*Exercise description:* Nothing but an exact reprint of the records is to be returned.

*Data for processing:*
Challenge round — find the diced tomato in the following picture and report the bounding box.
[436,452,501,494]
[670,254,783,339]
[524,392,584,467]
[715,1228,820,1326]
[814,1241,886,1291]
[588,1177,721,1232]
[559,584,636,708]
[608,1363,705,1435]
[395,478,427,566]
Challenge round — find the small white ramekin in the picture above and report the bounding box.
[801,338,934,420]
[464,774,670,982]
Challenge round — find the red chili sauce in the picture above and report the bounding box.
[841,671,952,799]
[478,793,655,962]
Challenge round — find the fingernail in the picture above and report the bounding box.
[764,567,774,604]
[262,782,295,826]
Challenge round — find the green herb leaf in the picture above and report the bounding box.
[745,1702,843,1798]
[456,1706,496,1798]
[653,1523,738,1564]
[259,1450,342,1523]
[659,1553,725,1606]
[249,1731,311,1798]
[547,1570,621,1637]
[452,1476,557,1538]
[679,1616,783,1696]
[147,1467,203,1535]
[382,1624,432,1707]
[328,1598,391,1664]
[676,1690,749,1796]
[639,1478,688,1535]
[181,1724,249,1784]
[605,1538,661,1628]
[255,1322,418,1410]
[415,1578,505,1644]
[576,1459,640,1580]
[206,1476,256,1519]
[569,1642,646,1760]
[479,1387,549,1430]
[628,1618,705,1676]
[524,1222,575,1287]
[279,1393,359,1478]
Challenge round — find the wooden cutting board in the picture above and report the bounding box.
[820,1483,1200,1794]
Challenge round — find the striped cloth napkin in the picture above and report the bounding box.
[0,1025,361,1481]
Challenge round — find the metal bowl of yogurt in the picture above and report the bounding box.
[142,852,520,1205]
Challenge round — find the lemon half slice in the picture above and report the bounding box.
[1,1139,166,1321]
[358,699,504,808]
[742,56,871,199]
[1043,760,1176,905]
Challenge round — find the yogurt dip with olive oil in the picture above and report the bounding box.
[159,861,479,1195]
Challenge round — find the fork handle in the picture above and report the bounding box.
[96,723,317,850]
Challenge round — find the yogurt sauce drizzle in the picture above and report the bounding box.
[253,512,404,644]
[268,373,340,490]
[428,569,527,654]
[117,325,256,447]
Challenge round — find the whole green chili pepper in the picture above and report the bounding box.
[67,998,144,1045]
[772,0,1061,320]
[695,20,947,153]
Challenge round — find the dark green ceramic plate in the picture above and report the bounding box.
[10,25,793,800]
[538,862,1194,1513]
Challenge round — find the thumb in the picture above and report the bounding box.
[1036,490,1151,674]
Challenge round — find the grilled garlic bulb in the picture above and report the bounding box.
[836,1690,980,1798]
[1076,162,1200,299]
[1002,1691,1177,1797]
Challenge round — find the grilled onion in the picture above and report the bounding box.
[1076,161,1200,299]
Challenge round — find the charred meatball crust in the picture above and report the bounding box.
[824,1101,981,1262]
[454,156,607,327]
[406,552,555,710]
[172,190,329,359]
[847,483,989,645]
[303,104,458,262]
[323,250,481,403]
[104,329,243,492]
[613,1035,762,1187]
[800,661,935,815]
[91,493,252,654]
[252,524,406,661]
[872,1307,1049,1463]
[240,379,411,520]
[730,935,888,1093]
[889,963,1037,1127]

*Solution to this problem:*
Challenge round — find the diced tomato in the following picture and report the bounding box.
[436,452,501,494]
[670,254,783,339]
[524,392,584,467]
[715,1228,820,1326]
[814,1241,886,1291]
[588,1177,721,1232]
[559,584,636,708]
[608,1363,705,1435]
[395,478,427,566]
Challenge round — find the small white ramekin in the picture above and report the bounding box.
[801,338,934,420]
[464,774,670,982]
Challenge round — find the red chili sauce in the picture above and report the bounding box.
[841,671,952,799]
[478,793,655,962]
Challenge round — find the fingernail in the picture above and report the bounding box.
[764,567,774,604]
[262,782,295,826]
Challenge round — find the green herb leaf in the picture above and report the bounding box.
[745,1702,843,1798]
[456,1706,496,1798]
[653,1523,738,1564]
[259,1450,342,1523]
[659,1553,725,1606]
[249,1731,311,1798]
[547,1570,621,1637]
[452,1476,557,1538]
[679,1616,783,1696]
[147,1467,203,1535]
[382,1624,432,1707]
[328,1598,391,1664]
[676,1690,749,1796]
[639,1478,688,1535]
[181,1724,249,1784]
[605,1538,661,1628]
[255,1322,418,1410]
[415,1578,505,1644]
[576,1459,640,1580]
[206,1476,256,1519]
[569,1642,646,1760]
[479,1387,549,1430]
[628,1618,705,1676]
[524,1222,575,1287]
[279,1393,359,1478]
Challenge round — find the wooden cutting board in the picture above and report the bounding box.
[820,1483,1200,1794]
Challenge round — find the striped cloth napkin in the picture above and report the bounding box.
[0,1025,361,1481]
Challenge round — find the metal bowl of yogurt in the picture above and report the bounding box.
[142,852,520,1205]
Challenge round — find the lemon half slice in the picture above and report the bounding box.
[1,1139,166,1321]
[358,699,504,808]
[742,56,871,199]
[1043,760,1176,905]
Challenge round — find the yogurt dip with olive oil in the picture above and report the bounding box.
[159,861,479,1195]
Challenge round — find the fork handle in the picture above and report the bounding box.
[96,723,317,850]
Challenge round — find the yogurt sauce drizzle in the picture above and report the bounding box.
[253,512,404,644]
[268,373,340,490]
[428,569,527,654]
[117,325,256,447]
Challenge round — find the whole green chili pepper in the picture above and report the bounding box.
[67,998,144,1045]
[772,0,1061,320]
[695,20,947,153]
Challenge round — find the dark green ceramic plate in the picture above and report the bounding box.
[10,25,793,800]
[538,862,1194,1513]
Challenge round — find the thumb in the picture above and report the bounding box.
[1036,490,1151,674]
Challenge round — find the grilled garlic bulb in the picture above and report the bounding box.
[836,1690,980,1798]
[1076,162,1200,299]
[1002,1691,1177,1797]
Challenge round — find the grilled onion in the picture above and report the bounding box.
[1076,161,1200,299]
Challenge round — find the charred meatball crust in the picture above and report the bounding box.
[824,1101,981,1262]
[454,156,607,327]
[406,552,555,710]
[172,190,329,359]
[847,483,989,645]
[303,104,458,262]
[323,250,481,403]
[104,329,243,492]
[613,1035,762,1187]
[800,661,935,815]
[91,493,252,654]
[252,524,406,661]
[872,1307,1049,1463]
[240,379,411,520]
[730,935,888,1093]
[889,963,1037,1127]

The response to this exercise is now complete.